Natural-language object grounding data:
════════════════

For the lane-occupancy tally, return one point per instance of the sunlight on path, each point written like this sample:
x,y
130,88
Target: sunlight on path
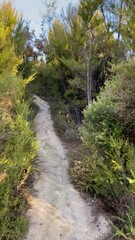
x,y
58,211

════════════════

EXERCISE DETAILS> Please copy the records above word for word, leaving out every picture.

EXPECTED ANSWER>
For the lane-occupancy tally, return one point per instance of the sunlight on path, each point written like this sample:
x,y
130,88
Target: sunlight on path
x,y
58,211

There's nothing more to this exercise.